▶ _TASK SET_:
a) From the passage on Cook County's juvenile court department, reproduce word for word the part that begins with the words "The Juvenile Justice and Child Protection Department is" and ends with "its 30-year history.".
b) According to the passage on Cook County's juvenile court department, which chief judge made it a full-status department?
c) Pick up the passage on Cook County's juvenile court department after its last sentence and keep writing.

▶ _EXTRACT PROVIDED_:
* * * * * * *

The Juvenile Justice and Child Protection Department is the Circuit Court of Cook County's newest department. Prior to its creation as a full-status department by then Chief Judge Donald P. O'Connell in January 1995, the Juvenile Justice and Child Protection Department was originally known as the Juvenile Justice Division and functioned as a part of the County Department. The establishment of the Juvenile Justice and Child Protection Department marked the first restructuring of the Circuit Court of Cook County in its 30-year history.

The department is divided into two divisions: Juvenile Justice and Child Protection. Each division is headed by a presiding judge.

The Juvenile Justice Division hears cases involving delinquent minors under 17 years of age. The Juvenile Justice Division also orders programs and services to rehabilitate these minors and monitors their progress through probation officers. Cases heard include: minors addicted to alcohol or other drugs, minors requiring authoritative intervention (runaways or those beyond the control of a parent, guardian or custodian), among others.

The Child Protection Division hears cases involving child abuse, child neglect, child dependency, private guardianship, and termination of parental rights.

* * * * * * *

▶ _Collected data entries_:

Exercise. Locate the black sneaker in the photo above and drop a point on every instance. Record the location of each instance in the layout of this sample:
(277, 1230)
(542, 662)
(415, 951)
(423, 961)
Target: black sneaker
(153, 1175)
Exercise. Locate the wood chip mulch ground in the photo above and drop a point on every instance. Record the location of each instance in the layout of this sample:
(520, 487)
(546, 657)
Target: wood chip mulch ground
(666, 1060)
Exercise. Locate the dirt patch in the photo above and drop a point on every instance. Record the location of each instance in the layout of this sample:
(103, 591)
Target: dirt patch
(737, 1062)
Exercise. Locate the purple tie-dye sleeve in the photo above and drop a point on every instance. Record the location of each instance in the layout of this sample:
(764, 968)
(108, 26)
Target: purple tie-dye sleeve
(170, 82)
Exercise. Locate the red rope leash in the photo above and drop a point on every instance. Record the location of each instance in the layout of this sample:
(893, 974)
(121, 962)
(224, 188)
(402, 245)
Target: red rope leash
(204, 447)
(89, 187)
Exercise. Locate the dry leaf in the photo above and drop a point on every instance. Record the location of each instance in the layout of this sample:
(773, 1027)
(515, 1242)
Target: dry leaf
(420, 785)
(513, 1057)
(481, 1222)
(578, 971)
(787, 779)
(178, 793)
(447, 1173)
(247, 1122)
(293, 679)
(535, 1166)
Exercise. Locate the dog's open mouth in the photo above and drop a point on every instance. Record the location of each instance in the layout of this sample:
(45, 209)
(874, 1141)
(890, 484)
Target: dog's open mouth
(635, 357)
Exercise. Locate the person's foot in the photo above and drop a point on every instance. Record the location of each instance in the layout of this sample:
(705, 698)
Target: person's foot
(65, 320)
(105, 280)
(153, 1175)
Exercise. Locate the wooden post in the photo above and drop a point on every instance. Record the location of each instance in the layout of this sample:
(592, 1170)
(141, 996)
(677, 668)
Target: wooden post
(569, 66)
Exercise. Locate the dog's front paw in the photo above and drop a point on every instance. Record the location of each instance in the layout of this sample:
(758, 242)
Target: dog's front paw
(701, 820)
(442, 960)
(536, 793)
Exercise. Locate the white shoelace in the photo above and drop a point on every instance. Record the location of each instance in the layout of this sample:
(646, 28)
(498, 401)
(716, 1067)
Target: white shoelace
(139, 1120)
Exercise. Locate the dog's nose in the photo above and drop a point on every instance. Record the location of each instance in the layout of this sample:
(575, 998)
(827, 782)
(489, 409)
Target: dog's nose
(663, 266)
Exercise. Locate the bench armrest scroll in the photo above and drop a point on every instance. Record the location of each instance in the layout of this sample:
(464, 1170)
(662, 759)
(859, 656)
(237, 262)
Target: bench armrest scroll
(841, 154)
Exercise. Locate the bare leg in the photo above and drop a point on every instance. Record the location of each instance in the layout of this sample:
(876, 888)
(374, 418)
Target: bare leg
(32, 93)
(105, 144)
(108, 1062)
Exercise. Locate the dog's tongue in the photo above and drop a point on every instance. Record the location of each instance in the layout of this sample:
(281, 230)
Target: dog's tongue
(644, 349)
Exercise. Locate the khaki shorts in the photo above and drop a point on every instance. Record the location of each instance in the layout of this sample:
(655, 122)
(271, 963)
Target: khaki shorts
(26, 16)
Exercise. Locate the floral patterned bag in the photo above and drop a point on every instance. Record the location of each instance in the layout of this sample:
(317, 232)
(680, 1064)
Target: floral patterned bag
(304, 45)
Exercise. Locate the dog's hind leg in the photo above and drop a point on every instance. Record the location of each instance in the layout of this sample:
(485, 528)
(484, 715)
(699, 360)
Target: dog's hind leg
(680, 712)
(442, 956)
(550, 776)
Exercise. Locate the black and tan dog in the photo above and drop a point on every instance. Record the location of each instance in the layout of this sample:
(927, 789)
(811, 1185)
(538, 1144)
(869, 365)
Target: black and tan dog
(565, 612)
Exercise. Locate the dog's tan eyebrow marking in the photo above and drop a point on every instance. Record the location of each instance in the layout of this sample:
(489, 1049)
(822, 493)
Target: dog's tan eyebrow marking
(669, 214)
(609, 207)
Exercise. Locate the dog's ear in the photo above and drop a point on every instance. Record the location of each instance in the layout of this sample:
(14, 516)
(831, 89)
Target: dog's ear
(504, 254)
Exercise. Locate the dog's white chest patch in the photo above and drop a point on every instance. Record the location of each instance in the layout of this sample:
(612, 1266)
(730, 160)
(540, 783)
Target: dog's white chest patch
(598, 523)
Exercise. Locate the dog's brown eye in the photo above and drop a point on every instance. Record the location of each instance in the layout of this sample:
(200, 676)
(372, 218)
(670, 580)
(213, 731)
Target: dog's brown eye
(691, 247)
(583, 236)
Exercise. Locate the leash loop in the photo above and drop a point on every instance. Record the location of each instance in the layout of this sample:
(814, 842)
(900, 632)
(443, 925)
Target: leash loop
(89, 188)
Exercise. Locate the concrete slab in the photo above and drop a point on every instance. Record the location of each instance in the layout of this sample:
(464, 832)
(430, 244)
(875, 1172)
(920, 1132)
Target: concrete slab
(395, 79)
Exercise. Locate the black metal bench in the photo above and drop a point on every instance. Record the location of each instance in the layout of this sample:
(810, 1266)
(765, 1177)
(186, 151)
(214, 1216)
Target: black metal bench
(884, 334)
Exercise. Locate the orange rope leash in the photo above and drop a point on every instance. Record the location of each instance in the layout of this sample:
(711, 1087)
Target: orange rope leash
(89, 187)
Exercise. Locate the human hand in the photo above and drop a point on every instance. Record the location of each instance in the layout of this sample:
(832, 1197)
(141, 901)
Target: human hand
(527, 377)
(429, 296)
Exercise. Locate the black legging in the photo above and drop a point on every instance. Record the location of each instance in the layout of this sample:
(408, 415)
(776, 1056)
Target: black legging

* * * * * * *

▶ _EXPECTED RESULTS_:
a)
The Juvenile Justice and Child Protection Department is the Circuit Court of Cook County's newest department. Prior to its creation as a full-status department by then Chief Judge Donald P. O'Connell in January 1995, the Juvenile Justice and Child Protection Department was originally known as the Juvenile Justice Division and functioned as a part of the County Department. The establishment of the Juvenile Justice and Child Protection Department marked the first restructuring of the Circuit Court of Cook County in its 30-year history.

b) Donald P. O'Connell

c)
The Juvenile Justice and Child Protection Resource Section serves as liaison to the academic, business and religious communities to identify and develop services and resources that will augment programs vital to juvenile justice. The section is supervised by an administrative presiding judge and is located in the Richard J. Daley Center.

The Cook County Juvenile Court was the first juvenile court established in the U.S., in 1899. During its first quarter century, its most important person was Mary Bartelme, whose official titles were Cook County Public Guardian and then (after 1913) assistant judge. Bartelme devoted much of her life to child welfare and the reform of juvenile laws, and became an associate justice in 1923 and presiding judge in 1927.

==Analysis and criticism==
Accusations have been made of corruption in the Probate Division, resulting in a three-year suspension recommendation against the accusing attorney by the Illinois Attorney Registration and Disciplinary Commission.